(分析用本文):
****

口が少し凹んでいますが、全体としては形状を維持していますね。昭和9年(1934年)から採用され、最も多く使用された九四式水筒と思われます。将校用ではなく一般兵士が携帯した水筒で、プレスされた厚手のアルミで製造され、容量は従来の物と比較して倍増し1.2リットル入るそうです。写真の水筒の上側が平らになっているのが見てとれます。水筒は丈夫な紐で固縛されていますが、これまでの遺骨収集で紐を見た事は無いですね。
水筒が発見された場所を中心に丁寧に作業を進めます。
大きな岩も必要に応じて移動させていきます。
部品の表面に「点検用…」と書かれています。隣接する壕では通信器機の部品が結構見つかっていますので、もしかしたら通信器機の部品かもです。

****

(データセット):
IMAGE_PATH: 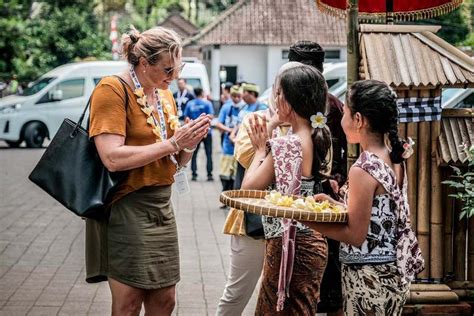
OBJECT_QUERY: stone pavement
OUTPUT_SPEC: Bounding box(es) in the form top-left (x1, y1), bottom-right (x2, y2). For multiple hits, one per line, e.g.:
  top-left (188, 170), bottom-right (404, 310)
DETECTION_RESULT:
top-left (0, 141), bottom-right (256, 315)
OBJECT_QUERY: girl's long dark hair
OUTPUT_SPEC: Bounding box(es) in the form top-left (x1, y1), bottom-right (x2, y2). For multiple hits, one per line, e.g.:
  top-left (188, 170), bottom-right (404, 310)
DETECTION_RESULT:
top-left (347, 80), bottom-right (406, 164)
top-left (280, 65), bottom-right (331, 180)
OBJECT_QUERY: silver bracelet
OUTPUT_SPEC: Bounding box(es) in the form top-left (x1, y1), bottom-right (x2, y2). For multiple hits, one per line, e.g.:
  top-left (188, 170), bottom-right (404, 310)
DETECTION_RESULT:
top-left (183, 146), bottom-right (197, 154)
top-left (169, 137), bottom-right (181, 152)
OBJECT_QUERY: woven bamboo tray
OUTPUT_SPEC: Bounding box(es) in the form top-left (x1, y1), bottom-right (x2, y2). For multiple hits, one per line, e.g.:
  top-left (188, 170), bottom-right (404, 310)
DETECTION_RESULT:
top-left (219, 190), bottom-right (347, 223)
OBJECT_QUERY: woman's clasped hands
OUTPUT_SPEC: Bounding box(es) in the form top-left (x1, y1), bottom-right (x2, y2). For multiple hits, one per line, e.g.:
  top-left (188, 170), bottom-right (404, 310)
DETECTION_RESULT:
top-left (247, 114), bottom-right (268, 153)
top-left (173, 114), bottom-right (211, 149)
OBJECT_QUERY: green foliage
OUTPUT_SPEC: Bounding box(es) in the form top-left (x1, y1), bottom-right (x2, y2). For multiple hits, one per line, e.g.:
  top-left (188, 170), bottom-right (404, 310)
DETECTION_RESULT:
top-left (416, 8), bottom-right (469, 44)
top-left (443, 145), bottom-right (474, 219)
top-left (0, 0), bottom-right (110, 81)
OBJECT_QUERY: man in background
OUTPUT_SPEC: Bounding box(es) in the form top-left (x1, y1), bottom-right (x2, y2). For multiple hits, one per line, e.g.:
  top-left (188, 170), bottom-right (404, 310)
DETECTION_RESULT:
top-left (173, 78), bottom-right (194, 122)
top-left (183, 88), bottom-right (214, 181)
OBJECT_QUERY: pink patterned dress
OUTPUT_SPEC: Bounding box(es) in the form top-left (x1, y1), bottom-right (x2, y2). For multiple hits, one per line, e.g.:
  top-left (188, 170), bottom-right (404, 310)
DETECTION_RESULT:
top-left (255, 135), bottom-right (328, 315)
top-left (339, 151), bottom-right (424, 315)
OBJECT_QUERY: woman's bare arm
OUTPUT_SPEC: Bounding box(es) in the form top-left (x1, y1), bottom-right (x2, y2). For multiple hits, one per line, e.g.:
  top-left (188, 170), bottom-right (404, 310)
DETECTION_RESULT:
top-left (94, 116), bottom-right (210, 172)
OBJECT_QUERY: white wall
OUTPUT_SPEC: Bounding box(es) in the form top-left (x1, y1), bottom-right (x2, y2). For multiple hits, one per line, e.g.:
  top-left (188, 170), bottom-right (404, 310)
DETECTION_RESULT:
top-left (264, 46), bottom-right (288, 90)
top-left (202, 45), bottom-right (347, 99)
top-left (221, 45), bottom-right (267, 92)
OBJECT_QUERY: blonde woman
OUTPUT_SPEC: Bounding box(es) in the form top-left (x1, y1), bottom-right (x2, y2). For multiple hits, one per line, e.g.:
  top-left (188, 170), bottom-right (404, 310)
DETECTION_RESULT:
top-left (86, 27), bottom-right (210, 315)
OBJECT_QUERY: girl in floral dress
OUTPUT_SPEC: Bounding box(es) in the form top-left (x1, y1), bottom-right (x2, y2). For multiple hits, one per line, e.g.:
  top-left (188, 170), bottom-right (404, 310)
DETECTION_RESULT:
top-left (242, 63), bottom-right (331, 315)
top-left (305, 80), bottom-right (424, 315)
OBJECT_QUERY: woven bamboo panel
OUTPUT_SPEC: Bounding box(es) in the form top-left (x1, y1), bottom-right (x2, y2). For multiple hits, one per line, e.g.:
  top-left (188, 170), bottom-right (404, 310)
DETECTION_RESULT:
top-left (219, 190), bottom-right (347, 223)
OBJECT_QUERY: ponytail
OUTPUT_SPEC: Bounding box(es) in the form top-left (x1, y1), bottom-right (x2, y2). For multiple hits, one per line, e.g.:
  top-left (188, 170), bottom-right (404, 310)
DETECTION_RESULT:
top-left (311, 125), bottom-right (331, 180)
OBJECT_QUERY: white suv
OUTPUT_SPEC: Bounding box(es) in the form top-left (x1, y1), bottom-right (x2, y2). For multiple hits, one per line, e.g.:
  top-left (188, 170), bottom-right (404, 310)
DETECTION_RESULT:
top-left (0, 61), bottom-right (127, 148)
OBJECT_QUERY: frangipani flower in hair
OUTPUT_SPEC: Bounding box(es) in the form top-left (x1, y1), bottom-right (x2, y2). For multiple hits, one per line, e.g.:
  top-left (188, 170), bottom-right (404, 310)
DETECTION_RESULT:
top-left (309, 112), bottom-right (328, 128)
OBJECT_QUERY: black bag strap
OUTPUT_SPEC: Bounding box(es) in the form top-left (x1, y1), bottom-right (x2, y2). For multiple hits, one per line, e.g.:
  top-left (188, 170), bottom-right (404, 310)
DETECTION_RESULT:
top-left (71, 75), bottom-right (128, 137)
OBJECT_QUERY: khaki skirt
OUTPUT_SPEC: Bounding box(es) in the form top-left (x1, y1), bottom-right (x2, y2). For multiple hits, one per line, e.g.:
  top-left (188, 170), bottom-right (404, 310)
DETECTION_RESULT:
top-left (86, 186), bottom-right (180, 289)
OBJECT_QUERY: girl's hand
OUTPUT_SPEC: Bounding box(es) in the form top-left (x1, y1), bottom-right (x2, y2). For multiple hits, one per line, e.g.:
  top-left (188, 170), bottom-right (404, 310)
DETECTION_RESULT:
top-left (229, 127), bottom-right (238, 143)
top-left (313, 193), bottom-right (343, 205)
top-left (247, 114), bottom-right (268, 153)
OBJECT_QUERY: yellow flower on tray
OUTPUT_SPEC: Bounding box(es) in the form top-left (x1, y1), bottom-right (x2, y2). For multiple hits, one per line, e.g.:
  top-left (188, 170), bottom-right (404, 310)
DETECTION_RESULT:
top-left (265, 190), bottom-right (344, 213)
top-left (137, 95), bottom-right (147, 107)
top-left (291, 199), bottom-right (306, 210)
top-left (146, 116), bottom-right (155, 126)
top-left (168, 115), bottom-right (179, 130)
top-left (277, 195), bottom-right (293, 207)
top-left (141, 106), bottom-right (153, 116)
top-left (265, 190), bottom-right (281, 204)
top-left (133, 88), bottom-right (145, 98)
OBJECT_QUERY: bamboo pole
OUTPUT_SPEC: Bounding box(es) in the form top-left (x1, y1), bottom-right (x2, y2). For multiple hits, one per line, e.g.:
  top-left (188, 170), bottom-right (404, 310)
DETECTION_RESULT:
top-left (430, 121), bottom-right (444, 280)
top-left (407, 123), bottom-right (420, 232)
top-left (453, 200), bottom-right (467, 281)
top-left (467, 217), bottom-right (474, 281)
top-left (443, 169), bottom-right (456, 278)
top-left (417, 122), bottom-right (431, 278)
top-left (347, 0), bottom-right (360, 170)
top-left (398, 123), bottom-right (407, 139)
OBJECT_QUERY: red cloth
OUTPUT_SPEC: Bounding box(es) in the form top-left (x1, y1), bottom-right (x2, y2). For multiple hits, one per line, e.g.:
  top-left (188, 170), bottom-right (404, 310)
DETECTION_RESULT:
top-left (319, 0), bottom-right (456, 13)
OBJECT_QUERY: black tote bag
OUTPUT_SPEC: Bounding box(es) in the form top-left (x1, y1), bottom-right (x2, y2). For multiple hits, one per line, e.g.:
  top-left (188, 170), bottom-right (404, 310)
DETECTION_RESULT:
top-left (29, 77), bottom-right (128, 219)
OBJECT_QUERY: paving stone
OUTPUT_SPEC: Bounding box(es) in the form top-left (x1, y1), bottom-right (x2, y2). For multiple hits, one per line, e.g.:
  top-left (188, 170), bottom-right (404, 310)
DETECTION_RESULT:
top-left (27, 305), bottom-right (60, 316)
top-left (0, 140), bottom-right (255, 316)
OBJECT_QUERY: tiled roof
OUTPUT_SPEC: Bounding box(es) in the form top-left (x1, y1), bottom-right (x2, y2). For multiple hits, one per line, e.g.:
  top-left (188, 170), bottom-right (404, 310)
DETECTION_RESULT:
top-left (160, 13), bottom-right (199, 38)
top-left (360, 24), bottom-right (474, 88)
top-left (438, 109), bottom-right (474, 164)
top-left (185, 0), bottom-right (346, 46)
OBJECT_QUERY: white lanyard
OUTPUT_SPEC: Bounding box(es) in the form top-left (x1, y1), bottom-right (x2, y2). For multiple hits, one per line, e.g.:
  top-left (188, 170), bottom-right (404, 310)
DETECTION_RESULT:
top-left (130, 66), bottom-right (179, 170)
top-left (176, 89), bottom-right (188, 108)
top-left (130, 66), bottom-right (168, 140)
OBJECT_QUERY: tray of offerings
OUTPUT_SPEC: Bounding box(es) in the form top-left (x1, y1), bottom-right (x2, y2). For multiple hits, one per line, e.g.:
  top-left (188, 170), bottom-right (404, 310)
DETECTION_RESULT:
top-left (219, 190), bottom-right (347, 223)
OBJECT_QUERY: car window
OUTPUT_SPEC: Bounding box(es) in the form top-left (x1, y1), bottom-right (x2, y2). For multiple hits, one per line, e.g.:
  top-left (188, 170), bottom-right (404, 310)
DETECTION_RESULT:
top-left (23, 77), bottom-right (56, 95)
top-left (186, 78), bottom-right (202, 89)
top-left (38, 78), bottom-right (85, 103)
top-left (169, 78), bottom-right (202, 94)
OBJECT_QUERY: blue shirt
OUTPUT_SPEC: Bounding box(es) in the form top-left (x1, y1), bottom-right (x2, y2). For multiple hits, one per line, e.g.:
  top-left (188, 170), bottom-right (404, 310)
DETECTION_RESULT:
top-left (238, 102), bottom-right (268, 124)
top-left (218, 102), bottom-right (240, 155)
top-left (184, 98), bottom-right (214, 134)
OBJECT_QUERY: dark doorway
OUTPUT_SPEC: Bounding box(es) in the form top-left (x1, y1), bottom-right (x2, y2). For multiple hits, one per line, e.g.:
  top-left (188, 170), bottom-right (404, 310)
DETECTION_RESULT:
top-left (222, 66), bottom-right (237, 83)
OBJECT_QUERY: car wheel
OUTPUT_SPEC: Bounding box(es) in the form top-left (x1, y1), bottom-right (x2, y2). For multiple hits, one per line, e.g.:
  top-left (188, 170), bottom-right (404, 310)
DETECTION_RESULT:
top-left (25, 122), bottom-right (47, 148)
top-left (5, 139), bottom-right (23, 148)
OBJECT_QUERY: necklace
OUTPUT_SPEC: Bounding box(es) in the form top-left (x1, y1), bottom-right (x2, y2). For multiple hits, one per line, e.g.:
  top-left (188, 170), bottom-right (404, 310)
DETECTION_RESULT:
top-left (130, 66), bottom-right (179, 165)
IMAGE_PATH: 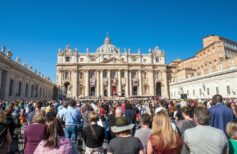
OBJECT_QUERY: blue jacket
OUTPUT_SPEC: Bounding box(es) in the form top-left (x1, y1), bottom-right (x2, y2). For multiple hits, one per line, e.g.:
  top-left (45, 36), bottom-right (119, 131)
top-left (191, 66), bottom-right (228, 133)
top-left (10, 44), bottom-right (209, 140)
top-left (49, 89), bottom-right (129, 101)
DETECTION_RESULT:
top-left (209, 103), bottom-right (234, 132)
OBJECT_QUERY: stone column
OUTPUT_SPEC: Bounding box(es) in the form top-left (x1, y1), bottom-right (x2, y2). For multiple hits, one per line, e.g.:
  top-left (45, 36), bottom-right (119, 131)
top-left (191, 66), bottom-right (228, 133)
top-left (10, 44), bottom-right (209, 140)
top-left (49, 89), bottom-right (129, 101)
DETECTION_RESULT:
top-left (138, 70), bottom-right (143, 96)
top-left (96, 71), bottom-right (100, 97)
top-left (124, 70), bottom-right (129, 97)
top-left (0, 69), bottom-right (2, 91)
top-left (161, 70), bottom-right (168, 98)
top-left (3, 72), bottom-right (11, 99)
top-left (12, 78), bottom-right (19, 98)
top-left (149, 70), bottom-right (155, 96)
top-left (85, 70), bottom-right (89, 96)
top-left (118, 70), bottom-right (122, 96)
top-left (107, 70), bottom-right (111, 97)
top-left (129, 71), bottom-right (133, 96)
top-left (100, 70), bottom-right (104, 97)
top-left (21, 79), bottom-right (26, 98)
top-left (72, 70), bottom-right (78, 98)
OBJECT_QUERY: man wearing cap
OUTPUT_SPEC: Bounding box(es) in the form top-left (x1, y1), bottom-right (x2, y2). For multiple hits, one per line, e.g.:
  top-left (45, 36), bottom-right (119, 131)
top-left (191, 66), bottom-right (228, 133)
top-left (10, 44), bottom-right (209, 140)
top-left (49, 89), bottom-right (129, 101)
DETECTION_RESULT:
top-left (107, 117), bottom-right (144, 154)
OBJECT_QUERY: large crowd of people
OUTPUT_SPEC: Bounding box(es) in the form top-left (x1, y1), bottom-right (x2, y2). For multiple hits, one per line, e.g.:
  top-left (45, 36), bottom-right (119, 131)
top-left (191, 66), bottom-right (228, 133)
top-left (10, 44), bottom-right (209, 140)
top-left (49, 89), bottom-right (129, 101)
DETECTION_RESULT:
top-left (0, 95), bottom-right (237, 154)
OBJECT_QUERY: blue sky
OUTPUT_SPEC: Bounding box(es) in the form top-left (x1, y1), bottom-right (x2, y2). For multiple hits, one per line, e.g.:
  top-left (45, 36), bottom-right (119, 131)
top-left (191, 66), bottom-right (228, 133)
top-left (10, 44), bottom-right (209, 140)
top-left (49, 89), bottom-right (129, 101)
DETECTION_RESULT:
top-left (0, 0), bottom-right (237, 80)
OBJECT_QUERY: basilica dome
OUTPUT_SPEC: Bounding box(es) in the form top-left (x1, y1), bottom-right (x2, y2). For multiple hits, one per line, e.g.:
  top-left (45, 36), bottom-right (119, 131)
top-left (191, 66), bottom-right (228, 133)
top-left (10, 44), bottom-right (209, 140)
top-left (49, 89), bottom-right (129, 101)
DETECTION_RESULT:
top-left (96, 36), bottom-right (118, 54)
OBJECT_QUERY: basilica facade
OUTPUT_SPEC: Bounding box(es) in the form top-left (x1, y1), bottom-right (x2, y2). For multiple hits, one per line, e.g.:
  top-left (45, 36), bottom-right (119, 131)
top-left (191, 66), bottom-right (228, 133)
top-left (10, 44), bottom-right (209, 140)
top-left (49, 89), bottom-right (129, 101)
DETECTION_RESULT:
top-left (0, 47), bottom-right (54, 100)
top-left (56, 36), bottom-right (168, 98)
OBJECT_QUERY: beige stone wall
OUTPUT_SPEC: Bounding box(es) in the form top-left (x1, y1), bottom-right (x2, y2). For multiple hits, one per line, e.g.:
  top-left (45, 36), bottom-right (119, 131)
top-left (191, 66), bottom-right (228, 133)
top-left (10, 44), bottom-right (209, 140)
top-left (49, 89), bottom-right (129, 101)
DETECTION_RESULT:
top-left (56, 38), bottom-right (169, 98)
top-left (168, 36), bottom-right (237, 97)
top-left (0, 52), bottom-right (53, 99)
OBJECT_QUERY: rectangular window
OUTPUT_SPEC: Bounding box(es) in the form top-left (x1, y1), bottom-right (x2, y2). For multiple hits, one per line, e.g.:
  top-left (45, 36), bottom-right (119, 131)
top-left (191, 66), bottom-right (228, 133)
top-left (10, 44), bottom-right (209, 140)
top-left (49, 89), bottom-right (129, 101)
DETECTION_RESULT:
top-left (226, 86), bottom-right (230, 95)
top-left (65, 56), bottom-right (70, 62)
top-left (8, 79), bottom-right (14, 96)
top-left (216, 87), bottom-right (219, 94)
top-left (18, 82), bottom-right (22, 96)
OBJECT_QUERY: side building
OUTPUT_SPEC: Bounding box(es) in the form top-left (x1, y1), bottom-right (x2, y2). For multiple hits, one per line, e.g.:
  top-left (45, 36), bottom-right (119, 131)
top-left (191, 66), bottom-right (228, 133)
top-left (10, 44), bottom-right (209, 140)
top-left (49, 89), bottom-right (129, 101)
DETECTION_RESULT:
top-left (168, 35), bottom-right (237, 99)
top-left (56, 36), bottom-right (168, 98)
top-left (0, 47), bottom-right (54, 100)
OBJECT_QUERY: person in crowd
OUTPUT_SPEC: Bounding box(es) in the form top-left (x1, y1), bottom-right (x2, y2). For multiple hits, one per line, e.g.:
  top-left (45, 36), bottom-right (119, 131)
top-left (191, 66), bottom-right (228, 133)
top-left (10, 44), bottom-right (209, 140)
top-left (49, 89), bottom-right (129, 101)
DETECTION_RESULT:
top-left (24, 111), bottom-right (45, 154)
top-left (107, 117), bottom-right (144, 154)
top-left (27, 101), bottom-right (43, 124)
top-left (19, 110), bottom-right (26, 125)
top-left (108, 107), bottom-right (123, 140)
top-left (230, 102), bottom-right (237, 119)
top-left (226, 120), bottom-right (237, 154)
top-left (83, 111), bottom-right (105, 154)
top-left (184, 107), bottom-right (227, 154)
top-left (147, 111), bottom-right (183, 154)
top-left (124, 102), bottom-right (136, 135)
top-left (34, 117), bottom-right (78, 154)
top-left (176, 106), bottom-right (196, 136)
top-left (209, 94), bottom-right (234, 132)
top-left (5, 105), bottom-right (16, 138)
top-left (64, 100), bottom-right (81, 143)
top-left (57, 101), bottom-right (68, 125)
top-left (134, 114), bottom-right (152, 153)
top-left (0, 110), bottom-right (12, 154)
top-left (168, 101), bottom-right (176, 120)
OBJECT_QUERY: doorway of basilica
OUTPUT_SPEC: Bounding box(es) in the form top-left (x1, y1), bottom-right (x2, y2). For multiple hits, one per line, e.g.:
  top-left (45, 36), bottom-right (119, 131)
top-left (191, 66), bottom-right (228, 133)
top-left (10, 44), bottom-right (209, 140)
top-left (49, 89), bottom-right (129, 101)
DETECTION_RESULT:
top-left (132, 87), bottom-right (137, 96)
top-left (156, 82), bottom-right (161, 96)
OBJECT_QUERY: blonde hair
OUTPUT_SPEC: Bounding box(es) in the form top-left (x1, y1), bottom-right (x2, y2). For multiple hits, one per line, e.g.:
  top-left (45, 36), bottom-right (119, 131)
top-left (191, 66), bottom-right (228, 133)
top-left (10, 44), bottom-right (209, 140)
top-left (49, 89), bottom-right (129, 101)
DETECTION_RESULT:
top-left (0, 110), bottom-right (6, 123)
top-left (88, 111), bottom-right (99, 122)
top-left (152, 111), bottom-right (176, 147)
top-left (226, 121), bottom-right (237, 140)
top-left (32, 111), bottom-right (45, 123)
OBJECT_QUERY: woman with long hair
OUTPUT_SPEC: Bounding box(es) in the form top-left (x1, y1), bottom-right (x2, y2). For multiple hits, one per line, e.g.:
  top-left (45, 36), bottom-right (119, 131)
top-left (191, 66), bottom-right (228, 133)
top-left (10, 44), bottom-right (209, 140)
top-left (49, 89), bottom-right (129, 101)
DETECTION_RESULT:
top-left (34, 117), bottom-right (78, 154)
top-left (0, 110), bottom-right (12, 154)
top-left (147, 112), bottom-right (183, 154)
top-left (24, 111), bottom-right (45, 154)
top-left (83, 111), bottom-right (105, 154)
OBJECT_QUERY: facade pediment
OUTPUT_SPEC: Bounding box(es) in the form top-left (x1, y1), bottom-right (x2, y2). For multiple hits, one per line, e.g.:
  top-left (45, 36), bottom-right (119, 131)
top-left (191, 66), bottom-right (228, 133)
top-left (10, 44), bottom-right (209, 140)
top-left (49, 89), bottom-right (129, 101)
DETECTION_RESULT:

****

(本文の設問):
a) 本文のうち「口が少し凹んでいますが、全体」で始まり「たら通信器機の部品かもです。」に至るまでの部分を、一字一句そのまま書き写してください。
b) 本文によると、九四式水筒の容量はどれだけか。
c) 遺骨収集を記した本文を、その最後の文の後から書き継ぐこと。
エントリは本文とは無関係である。

(各設問の回答):
a)
口が少し凹んでいますが、全体としては形状を維持していますね。昭和9年(1934年)から採用され、最も多く使用された九四式水筒と思われます。将校用ではなく一般兵士が携帯した水筒で、プレスされた厚手のアルミで製造され、容量は従来の物と比較して倍増し1.2リットル入るそうです。写真の水筒の上側が平らになっているのが見てとれます。水筒は丈夫な紐で固縛されていますが、これまでの遺骨収集で紐を見た事は無いですね。
水筒が発見された場所を中心に丁寧に作業を進めます。
大きな岩も必要に応じて移動させていきます。
部品の表面に「点検用…」と書かれています。隣接する壕では通信器機の部品が結構見つかっていますので、もしかしたら通信器機の部品かもです。

b) 1.2リットル。

c)
この場所での遺骨収集もやり尽くしたとして作業を終了しました。私たちは見つかったご遺骨に手を合わせました。
発見された戦没者のご遺骨と遺品です。肋骨や指の骨、歯などが見つかりました。昨年の金光教の遺骨収集で、1班の方々が作業終了間際にご遺骨を発見され、全力で収骨作業を進めましたが、現地慰霊祭が迫っていたので、参加された1班の方々も後ろ髪を引かれる思いで作業を打ち切ったという経緯がありましたので、金光教の1班の皆さんにご報告です。1班の皆さ~ん。ほぼ徹底的に調査・収集作業を行いましたからね。もう取りこぼしは無いと思われますのでご安心下さいませ。(^o^)
予てより調査してみたい壕がありました。浅い壕なのか奥が深い壕なのか一切解っていませんが、壕口前を通る度に、いつの日か入って見たいと思わせる壕でした。今日は予定した遺骨収集も一段落した事から、その壕に入って見る事にしました。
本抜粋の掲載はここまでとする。